▽
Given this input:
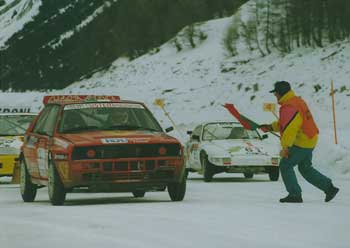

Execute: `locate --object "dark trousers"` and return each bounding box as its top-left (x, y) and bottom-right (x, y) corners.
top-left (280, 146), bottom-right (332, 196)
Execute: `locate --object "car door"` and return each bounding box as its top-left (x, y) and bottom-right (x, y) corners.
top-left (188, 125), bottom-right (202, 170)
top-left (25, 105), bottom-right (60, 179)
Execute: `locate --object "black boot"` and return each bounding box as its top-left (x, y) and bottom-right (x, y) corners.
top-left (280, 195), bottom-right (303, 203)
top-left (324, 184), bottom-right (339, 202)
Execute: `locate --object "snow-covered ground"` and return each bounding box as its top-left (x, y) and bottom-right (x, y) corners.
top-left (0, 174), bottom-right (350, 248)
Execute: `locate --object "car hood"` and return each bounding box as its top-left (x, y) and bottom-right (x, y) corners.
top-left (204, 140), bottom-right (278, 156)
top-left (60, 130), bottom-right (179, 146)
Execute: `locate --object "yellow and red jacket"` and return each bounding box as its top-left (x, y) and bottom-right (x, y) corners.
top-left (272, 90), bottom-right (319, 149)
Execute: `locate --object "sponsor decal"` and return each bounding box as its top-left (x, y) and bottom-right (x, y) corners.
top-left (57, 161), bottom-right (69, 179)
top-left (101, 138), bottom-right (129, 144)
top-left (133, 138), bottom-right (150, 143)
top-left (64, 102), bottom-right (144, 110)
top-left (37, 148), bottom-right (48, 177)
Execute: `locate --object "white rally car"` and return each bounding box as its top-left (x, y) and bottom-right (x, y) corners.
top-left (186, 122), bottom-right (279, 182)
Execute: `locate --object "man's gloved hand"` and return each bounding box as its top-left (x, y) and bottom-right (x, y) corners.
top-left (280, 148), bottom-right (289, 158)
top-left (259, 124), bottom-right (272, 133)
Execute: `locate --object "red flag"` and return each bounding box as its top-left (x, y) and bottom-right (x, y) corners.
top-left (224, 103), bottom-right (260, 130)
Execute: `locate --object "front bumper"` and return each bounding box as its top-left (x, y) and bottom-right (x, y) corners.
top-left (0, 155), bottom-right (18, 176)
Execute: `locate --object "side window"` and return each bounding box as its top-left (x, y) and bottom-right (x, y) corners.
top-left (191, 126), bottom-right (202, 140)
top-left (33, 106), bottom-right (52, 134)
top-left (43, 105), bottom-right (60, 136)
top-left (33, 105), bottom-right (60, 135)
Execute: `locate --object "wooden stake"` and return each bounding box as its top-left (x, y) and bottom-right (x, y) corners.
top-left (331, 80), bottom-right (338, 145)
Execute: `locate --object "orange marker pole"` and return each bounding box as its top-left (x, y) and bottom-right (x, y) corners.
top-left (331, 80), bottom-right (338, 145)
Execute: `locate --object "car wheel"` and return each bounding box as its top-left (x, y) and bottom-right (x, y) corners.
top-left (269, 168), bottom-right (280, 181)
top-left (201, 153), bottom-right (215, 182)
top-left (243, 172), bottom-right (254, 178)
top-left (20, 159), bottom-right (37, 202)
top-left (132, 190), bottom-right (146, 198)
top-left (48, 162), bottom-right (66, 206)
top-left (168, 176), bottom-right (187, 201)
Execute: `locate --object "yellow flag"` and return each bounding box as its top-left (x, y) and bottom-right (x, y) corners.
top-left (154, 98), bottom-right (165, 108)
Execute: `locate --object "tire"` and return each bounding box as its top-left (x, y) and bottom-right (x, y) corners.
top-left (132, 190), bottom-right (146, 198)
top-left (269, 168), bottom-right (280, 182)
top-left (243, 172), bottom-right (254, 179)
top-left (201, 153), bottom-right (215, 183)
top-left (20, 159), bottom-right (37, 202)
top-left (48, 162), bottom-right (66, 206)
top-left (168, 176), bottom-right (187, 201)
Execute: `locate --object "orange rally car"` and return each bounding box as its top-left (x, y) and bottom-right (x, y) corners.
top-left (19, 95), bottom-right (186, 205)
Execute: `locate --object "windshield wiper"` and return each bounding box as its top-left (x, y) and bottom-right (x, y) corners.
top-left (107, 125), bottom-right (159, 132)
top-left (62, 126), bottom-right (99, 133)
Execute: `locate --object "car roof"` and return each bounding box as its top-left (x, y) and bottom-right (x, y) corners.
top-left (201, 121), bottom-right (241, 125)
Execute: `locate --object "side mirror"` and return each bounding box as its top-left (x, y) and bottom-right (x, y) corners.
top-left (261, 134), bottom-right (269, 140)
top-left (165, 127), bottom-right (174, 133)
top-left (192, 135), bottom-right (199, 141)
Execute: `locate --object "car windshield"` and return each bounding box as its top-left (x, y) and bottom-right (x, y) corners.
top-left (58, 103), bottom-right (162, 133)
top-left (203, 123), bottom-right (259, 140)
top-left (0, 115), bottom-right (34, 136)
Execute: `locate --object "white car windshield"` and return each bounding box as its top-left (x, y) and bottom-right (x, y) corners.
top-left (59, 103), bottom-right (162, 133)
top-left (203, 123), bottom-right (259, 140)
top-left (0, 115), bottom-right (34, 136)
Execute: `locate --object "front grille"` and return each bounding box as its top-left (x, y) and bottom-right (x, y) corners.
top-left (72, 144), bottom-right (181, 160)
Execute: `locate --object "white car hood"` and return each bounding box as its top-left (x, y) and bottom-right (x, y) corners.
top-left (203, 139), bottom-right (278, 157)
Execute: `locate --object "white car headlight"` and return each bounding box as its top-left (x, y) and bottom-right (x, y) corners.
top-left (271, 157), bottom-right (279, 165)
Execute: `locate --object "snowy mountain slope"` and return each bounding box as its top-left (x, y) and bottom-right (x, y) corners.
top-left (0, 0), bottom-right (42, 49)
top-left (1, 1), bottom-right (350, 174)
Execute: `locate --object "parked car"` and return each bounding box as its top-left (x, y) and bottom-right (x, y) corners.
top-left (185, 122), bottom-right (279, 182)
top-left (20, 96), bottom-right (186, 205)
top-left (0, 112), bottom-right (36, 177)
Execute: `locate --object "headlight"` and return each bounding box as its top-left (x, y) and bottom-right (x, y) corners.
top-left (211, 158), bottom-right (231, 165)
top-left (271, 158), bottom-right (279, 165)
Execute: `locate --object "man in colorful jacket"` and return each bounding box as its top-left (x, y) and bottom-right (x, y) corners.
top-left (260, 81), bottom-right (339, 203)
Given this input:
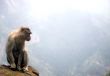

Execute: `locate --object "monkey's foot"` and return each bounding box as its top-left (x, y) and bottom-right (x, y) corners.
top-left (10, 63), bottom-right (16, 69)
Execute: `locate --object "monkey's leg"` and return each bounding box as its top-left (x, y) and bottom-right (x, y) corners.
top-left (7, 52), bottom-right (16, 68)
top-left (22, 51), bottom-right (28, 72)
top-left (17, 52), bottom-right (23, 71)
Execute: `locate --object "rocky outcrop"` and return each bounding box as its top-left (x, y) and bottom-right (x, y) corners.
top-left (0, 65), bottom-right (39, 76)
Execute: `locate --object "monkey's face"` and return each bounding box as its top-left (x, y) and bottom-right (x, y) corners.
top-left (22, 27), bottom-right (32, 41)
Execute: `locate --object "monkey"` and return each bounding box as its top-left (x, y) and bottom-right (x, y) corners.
△
DESCRIPTION OF THE TASK: Copy the items word for word, from their very first line through the line that contains "top-left (272, 90), bottom-right (319, 149)", including that line. Leave the pictures out.

SOLUTION TO THIS EXERCISE:
Given this input:

Execute: `locate --object "dark trousers"` and return each bounding box as its top-left (x, y) and bottom-right (x, y) corners.
top-left (280, 146), bottom-right (332, 196)
Execute: `locate --object "car door"` and return each bounding box as its top-left (x, y) and bottom-right (x, y) corners.
top-left (188, 125), bottom-right (202, 170)
top-left (25, 105), bottom-right (60, 179)
Execute: `locate --object "black boot"` and return each bounding box as its top-left (x, y) and bottom-right (x, y) corners.
top-left (280, 195), bottom-right (303, 203)
top-left (324, 184), bottom-right (339, 202)
Execute: `locate --object "snow-covered ground"` and return each bounding box as its top-left (x, y) and bottom-right (x, y) corners.
top-left (0, 174), bottom-right (350, 248)
Execute: `locate --object "car hood"` and return each bounding box as its top-left (x, y) and bottom-right (x, y) corners.
top-left (204, 140), bottom-right (278, 156)
top-left (60, 130), bottom-right (179, 146)
Execute: `locate --object "yellow and red jacket"` and return each bounding box as its top-left (x, y) and bottom-right (x, y) corners.
top-left (272, 90), bottom-right (319, 149)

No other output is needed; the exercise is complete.